Information shown ::

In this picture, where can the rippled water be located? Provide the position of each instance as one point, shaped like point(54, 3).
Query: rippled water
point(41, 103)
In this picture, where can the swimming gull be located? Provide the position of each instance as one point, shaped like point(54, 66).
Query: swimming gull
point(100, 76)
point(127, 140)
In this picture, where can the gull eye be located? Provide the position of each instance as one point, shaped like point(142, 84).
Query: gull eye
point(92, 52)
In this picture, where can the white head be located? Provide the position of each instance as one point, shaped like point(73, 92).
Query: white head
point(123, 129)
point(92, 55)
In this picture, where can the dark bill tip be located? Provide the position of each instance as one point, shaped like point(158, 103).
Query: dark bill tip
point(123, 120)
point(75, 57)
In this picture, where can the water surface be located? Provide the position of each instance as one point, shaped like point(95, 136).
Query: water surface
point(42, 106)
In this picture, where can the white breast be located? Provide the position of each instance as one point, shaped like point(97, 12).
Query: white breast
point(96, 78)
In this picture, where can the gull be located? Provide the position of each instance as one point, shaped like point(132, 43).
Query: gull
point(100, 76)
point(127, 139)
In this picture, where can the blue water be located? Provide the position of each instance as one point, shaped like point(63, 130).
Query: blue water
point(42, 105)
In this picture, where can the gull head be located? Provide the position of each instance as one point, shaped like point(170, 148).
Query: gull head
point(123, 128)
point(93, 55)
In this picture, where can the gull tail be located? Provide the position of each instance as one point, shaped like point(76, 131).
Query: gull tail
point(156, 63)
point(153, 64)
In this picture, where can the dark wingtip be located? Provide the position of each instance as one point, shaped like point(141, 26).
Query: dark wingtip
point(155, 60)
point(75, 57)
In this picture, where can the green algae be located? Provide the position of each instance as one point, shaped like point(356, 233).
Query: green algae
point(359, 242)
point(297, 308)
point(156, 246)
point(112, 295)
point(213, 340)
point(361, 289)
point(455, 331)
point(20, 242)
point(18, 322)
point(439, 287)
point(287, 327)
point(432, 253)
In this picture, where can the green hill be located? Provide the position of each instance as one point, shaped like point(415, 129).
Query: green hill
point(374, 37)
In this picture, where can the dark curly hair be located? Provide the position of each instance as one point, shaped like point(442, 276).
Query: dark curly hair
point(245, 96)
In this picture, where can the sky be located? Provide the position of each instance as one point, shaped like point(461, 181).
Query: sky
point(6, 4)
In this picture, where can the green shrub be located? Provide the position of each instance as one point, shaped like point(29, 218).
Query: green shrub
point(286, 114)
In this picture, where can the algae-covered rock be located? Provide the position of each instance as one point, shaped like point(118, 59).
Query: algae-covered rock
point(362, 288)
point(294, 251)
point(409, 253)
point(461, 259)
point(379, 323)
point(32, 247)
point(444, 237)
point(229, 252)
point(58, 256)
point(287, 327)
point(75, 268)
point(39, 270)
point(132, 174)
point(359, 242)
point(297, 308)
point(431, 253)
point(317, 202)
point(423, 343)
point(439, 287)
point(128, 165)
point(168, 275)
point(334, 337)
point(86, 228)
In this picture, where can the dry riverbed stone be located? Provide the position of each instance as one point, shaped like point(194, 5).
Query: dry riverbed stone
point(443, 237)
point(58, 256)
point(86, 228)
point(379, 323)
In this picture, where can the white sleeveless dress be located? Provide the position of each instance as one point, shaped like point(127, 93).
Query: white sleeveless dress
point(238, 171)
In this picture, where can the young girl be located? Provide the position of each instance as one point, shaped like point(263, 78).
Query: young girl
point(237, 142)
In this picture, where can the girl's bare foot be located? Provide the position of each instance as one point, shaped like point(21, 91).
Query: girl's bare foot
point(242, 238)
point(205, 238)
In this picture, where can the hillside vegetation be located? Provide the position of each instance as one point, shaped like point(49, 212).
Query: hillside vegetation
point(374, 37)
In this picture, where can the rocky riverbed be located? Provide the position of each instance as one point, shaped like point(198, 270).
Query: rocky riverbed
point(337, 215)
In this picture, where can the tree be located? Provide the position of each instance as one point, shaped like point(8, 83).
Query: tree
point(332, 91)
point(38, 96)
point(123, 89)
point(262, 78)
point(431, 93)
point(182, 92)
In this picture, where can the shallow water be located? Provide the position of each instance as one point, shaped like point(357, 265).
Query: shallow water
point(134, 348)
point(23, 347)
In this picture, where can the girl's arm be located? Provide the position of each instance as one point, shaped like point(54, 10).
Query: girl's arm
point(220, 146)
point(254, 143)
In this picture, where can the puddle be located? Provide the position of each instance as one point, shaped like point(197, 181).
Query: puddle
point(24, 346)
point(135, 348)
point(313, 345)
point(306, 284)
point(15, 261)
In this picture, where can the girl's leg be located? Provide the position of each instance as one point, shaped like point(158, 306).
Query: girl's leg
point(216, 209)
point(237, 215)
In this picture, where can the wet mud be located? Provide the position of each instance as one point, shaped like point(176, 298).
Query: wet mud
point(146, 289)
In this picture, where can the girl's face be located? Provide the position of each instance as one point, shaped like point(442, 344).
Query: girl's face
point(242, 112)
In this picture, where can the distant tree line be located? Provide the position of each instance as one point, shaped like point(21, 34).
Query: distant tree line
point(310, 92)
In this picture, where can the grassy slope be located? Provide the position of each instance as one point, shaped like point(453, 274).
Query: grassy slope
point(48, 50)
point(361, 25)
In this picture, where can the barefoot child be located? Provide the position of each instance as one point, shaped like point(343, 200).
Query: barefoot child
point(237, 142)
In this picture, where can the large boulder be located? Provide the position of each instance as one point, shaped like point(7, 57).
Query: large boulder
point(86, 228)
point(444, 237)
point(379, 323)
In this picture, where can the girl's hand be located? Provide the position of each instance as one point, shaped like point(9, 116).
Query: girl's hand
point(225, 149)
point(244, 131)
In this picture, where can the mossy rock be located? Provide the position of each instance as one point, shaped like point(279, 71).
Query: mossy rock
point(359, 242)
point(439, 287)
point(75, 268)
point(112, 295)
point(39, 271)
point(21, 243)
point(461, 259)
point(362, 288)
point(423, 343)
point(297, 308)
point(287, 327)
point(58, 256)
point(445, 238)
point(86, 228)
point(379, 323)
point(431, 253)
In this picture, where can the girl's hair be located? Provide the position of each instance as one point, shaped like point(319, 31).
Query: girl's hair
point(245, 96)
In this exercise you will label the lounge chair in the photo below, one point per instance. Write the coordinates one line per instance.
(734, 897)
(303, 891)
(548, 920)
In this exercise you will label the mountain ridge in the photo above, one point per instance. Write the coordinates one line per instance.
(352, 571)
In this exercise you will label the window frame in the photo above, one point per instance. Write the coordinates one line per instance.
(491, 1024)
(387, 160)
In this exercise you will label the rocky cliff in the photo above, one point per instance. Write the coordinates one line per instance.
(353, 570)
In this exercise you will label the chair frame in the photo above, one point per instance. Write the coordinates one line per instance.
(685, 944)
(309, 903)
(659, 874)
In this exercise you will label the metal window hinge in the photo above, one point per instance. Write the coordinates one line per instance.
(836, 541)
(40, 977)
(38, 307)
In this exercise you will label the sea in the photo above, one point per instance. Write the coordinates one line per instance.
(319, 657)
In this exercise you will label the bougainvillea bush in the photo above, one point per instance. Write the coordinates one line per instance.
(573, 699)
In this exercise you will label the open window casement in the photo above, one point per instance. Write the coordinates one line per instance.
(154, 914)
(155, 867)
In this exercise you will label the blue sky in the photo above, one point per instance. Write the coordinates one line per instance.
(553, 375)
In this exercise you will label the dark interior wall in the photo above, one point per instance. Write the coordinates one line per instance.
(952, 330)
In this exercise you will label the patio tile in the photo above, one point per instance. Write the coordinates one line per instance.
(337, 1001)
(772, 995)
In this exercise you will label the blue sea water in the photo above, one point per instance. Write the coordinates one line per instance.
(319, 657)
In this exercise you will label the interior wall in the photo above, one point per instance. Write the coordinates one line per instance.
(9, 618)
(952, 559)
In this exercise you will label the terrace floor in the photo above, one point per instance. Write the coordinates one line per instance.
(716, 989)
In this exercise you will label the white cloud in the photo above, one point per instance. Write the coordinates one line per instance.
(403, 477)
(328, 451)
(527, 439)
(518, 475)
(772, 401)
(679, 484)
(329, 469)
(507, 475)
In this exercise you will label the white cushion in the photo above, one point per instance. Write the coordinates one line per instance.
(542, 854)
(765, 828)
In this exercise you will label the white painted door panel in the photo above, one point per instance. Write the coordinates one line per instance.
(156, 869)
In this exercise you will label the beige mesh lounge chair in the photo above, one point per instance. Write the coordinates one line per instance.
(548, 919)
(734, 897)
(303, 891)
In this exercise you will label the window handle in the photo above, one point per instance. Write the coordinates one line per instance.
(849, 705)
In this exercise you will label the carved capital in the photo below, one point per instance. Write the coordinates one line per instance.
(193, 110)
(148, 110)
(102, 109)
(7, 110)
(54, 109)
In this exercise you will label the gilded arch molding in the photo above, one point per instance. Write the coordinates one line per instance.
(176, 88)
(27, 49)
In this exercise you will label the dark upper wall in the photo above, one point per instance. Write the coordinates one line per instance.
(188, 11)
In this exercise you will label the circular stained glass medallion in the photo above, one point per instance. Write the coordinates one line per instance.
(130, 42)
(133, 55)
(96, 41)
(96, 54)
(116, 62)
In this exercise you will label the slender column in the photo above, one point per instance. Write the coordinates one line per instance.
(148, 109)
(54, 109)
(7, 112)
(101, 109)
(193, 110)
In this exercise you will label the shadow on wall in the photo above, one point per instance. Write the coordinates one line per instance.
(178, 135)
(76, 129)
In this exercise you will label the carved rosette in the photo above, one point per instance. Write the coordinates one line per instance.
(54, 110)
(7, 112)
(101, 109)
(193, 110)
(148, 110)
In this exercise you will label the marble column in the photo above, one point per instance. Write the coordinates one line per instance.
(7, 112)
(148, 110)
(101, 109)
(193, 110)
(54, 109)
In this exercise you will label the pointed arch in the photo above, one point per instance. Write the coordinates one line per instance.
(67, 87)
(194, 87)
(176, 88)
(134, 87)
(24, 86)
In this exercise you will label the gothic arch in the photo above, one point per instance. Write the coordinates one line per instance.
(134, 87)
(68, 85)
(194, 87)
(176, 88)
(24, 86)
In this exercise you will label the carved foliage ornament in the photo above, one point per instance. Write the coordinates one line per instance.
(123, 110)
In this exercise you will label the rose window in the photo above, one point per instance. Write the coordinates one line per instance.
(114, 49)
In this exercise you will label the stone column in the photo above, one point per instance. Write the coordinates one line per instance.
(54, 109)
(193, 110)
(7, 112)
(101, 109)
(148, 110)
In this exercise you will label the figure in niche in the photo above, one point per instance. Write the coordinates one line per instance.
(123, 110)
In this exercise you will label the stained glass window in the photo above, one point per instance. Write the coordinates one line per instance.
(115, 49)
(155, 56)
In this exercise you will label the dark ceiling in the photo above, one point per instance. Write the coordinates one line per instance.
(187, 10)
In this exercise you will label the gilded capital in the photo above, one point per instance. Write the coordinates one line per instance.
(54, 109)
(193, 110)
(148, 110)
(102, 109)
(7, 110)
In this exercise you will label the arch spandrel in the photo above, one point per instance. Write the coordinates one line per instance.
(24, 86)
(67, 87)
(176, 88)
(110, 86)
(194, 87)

Work task ::
All lines from the start of the entries through the line where "In this picture, where can the blue" sits should be duplicated exactly, with nothing else in the output.

Reply ::
In this picture, where can the rippled water be located? Provide the position of each instance as one point, shaped like point(54, 3).
Query: rippled water
point(41, 103)
In this picture, where can the swimming gull be located? Provide the position of each instance as one point, shaped like point(54, 66).
Query: swimming gull
point(100, 76)
point(127, 140)
In this picture, where can the gull eye be located? Provide the position of each instance as one point, shaped like point(142, 84).
Query: gull eye
point(92, 52)
In this picture, where can the white head be located? Provide the position of each instance as one point, shaped like point(73, 92).
Query: white head
point(123, 129)
point(92, 55)
In this picture, where can the dark bill tip be located? Provide the position of each instance as one point, shaped like point(158, 103).
Query: dark bill tip
point(123, 120)
point(75, 57)
In this picture, where can the water surface be located? Provide the position of each instance as one point, shaped like point(95, 136).
Query: water surface
point(42, 106)
In this picture, where can the white breast be located? Provide the position of each instance as one point, shaped like point(97, 12).
Query: white breast
point(96, 78)
In this picture, where can the gull be located? Provide the position of each instance as one point, shaped like point(132, 43).
Query: gull
point(100, 76)
point(127, 139)
In this picture, where can the blue water be located? Provide the position of each instance as one point, shaped like point(63, 130).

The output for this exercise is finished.